**Task requirements**. Put the material below into a two-column CSV with the columns input and output. Give one row for each thing the material asks, with that text in input and its full answer in output, each in a single quoted field with line breaks turned into spaces.

**Material provided**.

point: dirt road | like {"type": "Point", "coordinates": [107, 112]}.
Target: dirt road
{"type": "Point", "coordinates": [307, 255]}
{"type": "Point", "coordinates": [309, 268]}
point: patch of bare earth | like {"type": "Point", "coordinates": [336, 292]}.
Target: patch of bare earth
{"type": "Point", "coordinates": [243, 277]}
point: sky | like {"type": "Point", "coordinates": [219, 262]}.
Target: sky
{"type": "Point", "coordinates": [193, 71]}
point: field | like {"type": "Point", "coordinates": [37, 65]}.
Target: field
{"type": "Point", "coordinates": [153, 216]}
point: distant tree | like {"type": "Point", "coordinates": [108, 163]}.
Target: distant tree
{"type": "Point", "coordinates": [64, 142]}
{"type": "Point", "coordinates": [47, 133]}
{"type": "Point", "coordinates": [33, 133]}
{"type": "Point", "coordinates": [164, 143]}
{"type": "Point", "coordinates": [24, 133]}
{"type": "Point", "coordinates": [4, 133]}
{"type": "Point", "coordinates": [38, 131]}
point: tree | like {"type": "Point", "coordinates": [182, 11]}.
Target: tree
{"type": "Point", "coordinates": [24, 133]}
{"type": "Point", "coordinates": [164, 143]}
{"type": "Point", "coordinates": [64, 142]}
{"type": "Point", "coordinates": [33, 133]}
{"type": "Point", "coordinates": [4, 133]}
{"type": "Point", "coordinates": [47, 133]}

**Task output**.
input,output
"point: dirt road | like {""type"": ""Point"", ""coordinates"": [107, 112]}. Target: dirt road","{""type"": ""Point"", ""coordinates"": [307, 255]} {""type"": ""Point"", ""coordinates"": [309, 268]}"
"point: patch of bare earth | like {""type"": ""Point"", ""coordinates"": [336, 292]}. Target: patch of bare earth","{""type"": ""Point"", ""coordinates"": [243, 277]}"
"point: sky | like {""type"": ""Point"", ""coordinates"": [219, 262]}. Target: sky","{""type"": ""Point"", ""coordinates"": [193, 71]}"
"point: field | like {""type"": ""Point"", ""coordinates"": [37, 65]}. Target: field","{""type"": ""Point"", ""coordinates"": [153, 216]}"
"point: distant tree | like {""type"": ""Point"", ""coordinates"": [108, 163]}. Target: distant tree","{""type"": ""Point"", ""coordinates"": [64, 142]} {""type"": ""Point"", ""coordinates"": [47, 133]} {""type"": ""Point"", ""coordinates"": [33, 133]} {""type"": ""Point"", ""coordinates"": [164, 143]} {""type"": ""Point"", ""coordinates"": [24, 133]} {""type"": ""Point"", ""coordinates"": [4, 133]} {""type"": ""Point"", ""coordinates"": [38, 131]}"
"point: tree | like {""type"": ""Point"", ""coordinates"": [182, 11]}. Target: tree","{""type"": ""Point"", ""coordinates"": [24, 133]} {""type"": ""Point"", ""coordinates"": [164, 143]} {""type"": ""Point"", ""coordinates"": [64, 142]} {""type"": ""Point"", ""coordinates"": [33, 133]} {""type"": ""Point"", ""coordinates"": [4, 133]} {""type"": ""Point"", ""coordinates"": [47, 133]}"